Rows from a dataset
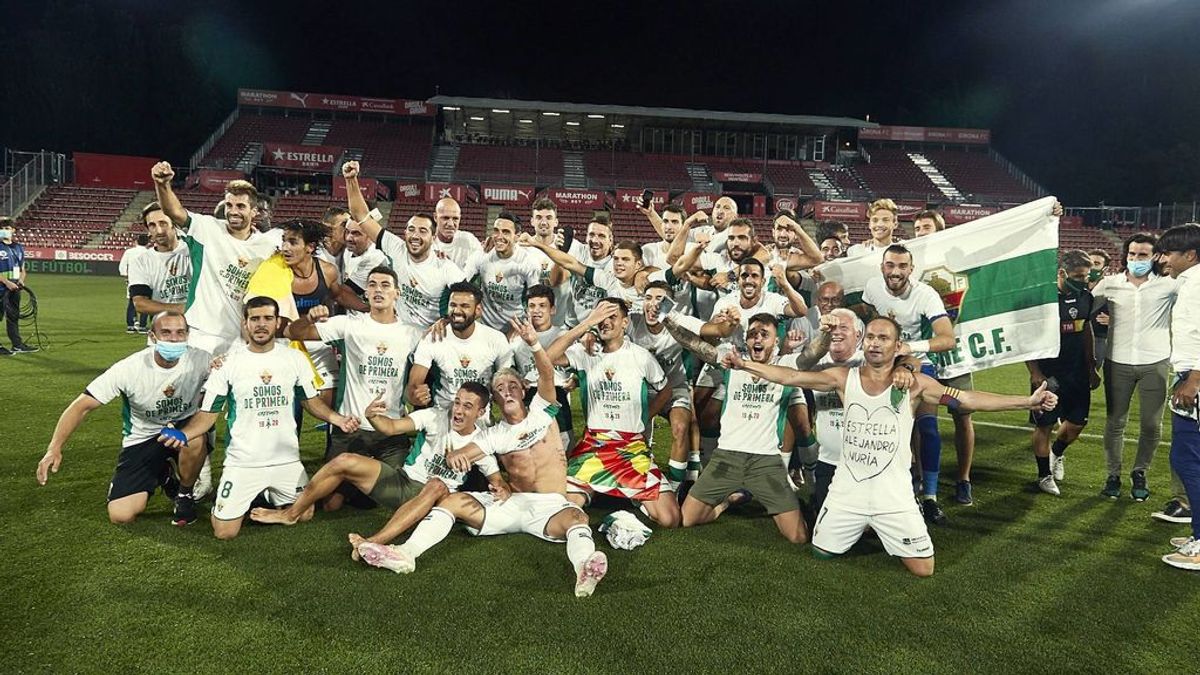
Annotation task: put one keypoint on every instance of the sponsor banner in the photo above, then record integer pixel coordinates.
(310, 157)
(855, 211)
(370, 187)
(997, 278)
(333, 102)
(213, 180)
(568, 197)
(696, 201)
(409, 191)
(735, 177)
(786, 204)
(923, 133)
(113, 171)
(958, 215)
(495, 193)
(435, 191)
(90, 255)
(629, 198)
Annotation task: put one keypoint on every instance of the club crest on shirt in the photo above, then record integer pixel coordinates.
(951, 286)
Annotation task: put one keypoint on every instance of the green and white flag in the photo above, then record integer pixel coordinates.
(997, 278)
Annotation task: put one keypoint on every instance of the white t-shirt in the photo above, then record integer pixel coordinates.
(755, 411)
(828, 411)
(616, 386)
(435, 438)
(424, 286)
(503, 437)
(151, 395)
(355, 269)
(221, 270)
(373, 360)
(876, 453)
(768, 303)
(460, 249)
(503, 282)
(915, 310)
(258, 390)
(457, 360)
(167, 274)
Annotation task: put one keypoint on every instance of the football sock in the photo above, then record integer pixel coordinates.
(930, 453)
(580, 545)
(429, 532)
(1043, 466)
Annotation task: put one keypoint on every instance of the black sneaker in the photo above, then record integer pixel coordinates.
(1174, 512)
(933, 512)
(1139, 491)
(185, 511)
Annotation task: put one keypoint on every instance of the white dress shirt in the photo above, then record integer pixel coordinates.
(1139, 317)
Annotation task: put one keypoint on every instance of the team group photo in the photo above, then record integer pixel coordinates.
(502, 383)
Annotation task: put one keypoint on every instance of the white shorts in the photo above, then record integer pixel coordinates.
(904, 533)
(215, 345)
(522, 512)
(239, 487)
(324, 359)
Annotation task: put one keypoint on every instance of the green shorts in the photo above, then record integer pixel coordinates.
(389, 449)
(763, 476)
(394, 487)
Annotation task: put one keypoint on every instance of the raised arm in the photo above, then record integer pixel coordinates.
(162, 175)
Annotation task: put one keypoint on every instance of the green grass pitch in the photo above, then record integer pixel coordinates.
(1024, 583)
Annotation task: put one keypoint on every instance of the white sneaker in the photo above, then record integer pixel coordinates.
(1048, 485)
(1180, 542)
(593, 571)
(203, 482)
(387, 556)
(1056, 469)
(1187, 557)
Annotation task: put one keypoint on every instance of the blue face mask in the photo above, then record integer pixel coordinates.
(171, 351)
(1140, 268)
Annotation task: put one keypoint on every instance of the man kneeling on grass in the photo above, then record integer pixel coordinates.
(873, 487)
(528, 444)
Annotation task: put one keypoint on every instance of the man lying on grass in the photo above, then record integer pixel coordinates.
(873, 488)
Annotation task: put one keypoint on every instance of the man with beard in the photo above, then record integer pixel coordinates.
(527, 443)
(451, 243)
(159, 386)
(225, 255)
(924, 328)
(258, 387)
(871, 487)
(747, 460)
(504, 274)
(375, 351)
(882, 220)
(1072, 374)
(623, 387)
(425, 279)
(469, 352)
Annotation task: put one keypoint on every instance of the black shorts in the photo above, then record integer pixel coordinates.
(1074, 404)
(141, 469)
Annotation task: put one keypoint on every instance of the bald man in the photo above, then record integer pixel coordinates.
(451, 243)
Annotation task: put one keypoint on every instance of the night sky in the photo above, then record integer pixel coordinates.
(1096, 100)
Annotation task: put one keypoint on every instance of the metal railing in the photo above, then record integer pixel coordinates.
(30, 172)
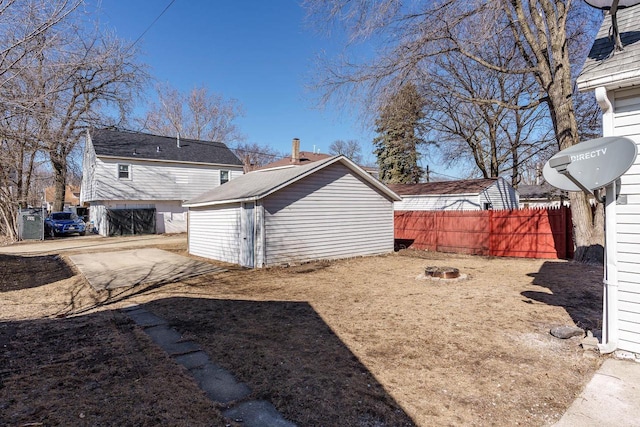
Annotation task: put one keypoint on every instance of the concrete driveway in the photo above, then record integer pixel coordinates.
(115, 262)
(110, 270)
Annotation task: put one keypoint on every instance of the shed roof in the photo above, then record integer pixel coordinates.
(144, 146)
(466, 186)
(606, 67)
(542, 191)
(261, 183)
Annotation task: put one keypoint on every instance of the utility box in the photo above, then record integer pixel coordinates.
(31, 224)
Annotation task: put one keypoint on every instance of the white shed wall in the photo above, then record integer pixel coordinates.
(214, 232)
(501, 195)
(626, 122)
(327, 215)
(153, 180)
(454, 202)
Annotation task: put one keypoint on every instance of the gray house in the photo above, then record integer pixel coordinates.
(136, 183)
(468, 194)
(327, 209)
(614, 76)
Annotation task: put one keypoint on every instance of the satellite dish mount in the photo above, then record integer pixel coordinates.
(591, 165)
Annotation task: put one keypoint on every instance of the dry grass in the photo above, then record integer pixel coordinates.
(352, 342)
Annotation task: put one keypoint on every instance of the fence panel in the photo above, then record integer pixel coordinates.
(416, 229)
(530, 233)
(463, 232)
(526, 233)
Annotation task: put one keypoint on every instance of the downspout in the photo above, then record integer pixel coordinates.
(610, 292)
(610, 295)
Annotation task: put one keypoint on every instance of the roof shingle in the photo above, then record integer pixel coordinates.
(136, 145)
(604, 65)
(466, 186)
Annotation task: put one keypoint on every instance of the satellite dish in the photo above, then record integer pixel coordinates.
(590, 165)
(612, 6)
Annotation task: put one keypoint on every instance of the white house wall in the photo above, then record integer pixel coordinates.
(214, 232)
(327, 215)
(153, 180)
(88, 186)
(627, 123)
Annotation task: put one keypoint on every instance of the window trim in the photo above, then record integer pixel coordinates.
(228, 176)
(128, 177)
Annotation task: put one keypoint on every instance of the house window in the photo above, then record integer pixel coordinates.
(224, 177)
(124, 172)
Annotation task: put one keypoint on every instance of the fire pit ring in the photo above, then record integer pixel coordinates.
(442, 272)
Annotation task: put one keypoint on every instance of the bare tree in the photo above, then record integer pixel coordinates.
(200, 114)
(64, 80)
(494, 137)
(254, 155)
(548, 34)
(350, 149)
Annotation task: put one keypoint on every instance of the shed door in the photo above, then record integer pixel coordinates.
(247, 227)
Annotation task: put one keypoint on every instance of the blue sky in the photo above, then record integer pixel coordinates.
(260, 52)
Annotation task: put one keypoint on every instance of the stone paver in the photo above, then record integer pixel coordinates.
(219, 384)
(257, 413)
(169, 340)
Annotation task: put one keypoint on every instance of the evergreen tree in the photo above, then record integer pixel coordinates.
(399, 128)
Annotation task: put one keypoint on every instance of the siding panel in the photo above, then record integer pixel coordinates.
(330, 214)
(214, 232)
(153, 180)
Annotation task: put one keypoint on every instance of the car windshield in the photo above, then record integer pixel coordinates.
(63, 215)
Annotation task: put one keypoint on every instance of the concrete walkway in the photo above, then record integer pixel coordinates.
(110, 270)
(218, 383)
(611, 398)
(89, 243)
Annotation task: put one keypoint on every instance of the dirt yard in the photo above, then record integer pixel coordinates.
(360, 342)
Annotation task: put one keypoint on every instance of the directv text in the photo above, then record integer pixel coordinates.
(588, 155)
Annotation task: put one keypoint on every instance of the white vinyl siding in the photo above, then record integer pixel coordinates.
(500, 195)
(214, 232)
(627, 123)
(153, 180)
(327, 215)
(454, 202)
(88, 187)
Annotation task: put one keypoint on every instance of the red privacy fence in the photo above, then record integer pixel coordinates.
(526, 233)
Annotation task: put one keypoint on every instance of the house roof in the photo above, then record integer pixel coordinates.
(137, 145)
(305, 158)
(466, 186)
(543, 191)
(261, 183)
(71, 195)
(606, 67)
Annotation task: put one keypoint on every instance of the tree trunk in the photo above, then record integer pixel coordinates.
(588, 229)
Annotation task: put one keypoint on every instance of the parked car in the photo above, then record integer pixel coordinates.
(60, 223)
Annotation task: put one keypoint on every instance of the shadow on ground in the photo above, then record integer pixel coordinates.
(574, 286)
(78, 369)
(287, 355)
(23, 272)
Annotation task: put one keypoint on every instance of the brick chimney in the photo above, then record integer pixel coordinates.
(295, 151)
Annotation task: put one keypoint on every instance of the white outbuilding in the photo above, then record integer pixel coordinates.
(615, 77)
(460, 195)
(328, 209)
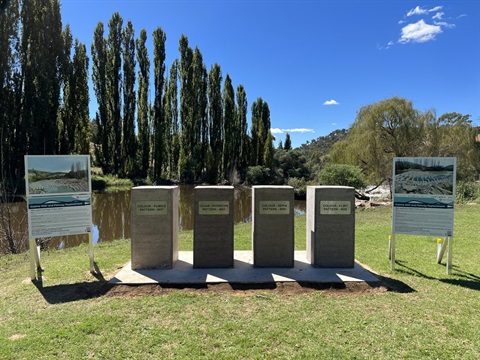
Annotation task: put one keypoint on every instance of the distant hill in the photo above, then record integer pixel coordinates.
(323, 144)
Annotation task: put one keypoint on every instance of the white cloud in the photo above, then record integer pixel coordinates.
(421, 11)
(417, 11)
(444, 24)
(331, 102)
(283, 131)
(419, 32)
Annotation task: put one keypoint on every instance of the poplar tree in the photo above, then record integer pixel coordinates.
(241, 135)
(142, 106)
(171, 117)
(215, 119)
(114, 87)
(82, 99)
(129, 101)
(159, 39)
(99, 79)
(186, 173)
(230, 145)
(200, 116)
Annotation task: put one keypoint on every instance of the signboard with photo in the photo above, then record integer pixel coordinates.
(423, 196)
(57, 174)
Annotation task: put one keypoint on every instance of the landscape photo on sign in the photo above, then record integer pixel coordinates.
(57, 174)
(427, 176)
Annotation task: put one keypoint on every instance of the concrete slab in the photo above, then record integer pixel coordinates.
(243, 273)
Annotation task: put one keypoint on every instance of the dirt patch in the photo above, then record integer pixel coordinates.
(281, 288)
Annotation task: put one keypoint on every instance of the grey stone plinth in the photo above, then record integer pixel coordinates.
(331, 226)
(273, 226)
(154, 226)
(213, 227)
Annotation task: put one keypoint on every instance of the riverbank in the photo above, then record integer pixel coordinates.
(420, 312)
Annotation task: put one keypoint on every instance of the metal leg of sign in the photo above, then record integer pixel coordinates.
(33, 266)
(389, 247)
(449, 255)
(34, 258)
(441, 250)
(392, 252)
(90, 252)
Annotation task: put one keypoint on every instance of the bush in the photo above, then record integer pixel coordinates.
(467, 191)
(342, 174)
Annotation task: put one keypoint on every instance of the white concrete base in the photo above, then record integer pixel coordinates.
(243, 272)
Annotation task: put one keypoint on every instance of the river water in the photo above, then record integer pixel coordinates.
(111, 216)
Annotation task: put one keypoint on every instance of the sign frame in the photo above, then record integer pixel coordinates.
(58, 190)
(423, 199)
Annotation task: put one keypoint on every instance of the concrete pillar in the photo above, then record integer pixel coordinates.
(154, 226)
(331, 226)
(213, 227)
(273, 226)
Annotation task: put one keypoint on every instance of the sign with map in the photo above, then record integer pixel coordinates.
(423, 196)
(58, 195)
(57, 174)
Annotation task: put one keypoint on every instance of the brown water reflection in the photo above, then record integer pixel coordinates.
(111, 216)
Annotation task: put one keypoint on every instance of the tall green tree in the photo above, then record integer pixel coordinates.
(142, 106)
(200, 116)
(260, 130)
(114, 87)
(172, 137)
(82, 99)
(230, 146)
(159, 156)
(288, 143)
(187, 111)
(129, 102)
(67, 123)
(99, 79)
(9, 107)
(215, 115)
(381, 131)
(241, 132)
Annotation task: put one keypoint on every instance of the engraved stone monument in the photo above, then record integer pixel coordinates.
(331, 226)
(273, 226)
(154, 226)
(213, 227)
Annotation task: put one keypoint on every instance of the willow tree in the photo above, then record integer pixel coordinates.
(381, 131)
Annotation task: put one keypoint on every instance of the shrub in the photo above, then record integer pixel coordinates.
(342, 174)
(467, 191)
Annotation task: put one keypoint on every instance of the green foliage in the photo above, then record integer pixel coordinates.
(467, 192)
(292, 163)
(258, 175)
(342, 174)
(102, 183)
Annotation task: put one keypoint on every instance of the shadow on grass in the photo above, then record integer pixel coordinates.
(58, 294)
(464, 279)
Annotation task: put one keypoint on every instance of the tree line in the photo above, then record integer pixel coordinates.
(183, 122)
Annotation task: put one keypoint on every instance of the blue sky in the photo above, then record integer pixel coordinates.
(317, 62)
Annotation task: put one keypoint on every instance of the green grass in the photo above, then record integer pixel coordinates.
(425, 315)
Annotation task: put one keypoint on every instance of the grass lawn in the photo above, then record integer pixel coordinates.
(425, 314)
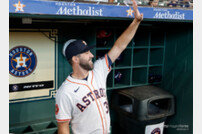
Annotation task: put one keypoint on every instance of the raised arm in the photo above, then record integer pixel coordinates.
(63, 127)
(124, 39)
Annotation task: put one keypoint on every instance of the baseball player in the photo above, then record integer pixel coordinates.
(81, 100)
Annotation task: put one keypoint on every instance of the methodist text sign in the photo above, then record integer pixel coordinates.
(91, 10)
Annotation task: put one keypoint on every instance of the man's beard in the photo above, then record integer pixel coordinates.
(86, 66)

### Short exercise
Rewrite the lines from the one containing "of the methodist" through the end of the listing, requests included. Rescale every pixel coordinate in the answers by multiplying it by 1.35 and rounding to a whole number, with halves rounded up.

### Output for this task
Annotation task: put one keypoint on every instance of the methodist text sign in the photo above, then record integer pixel coordinates.
(123, 14)
Annotation task: put one keypoint on every instance of the man's beard in the photo above, then record integer pixel coordinates.
(116, 89)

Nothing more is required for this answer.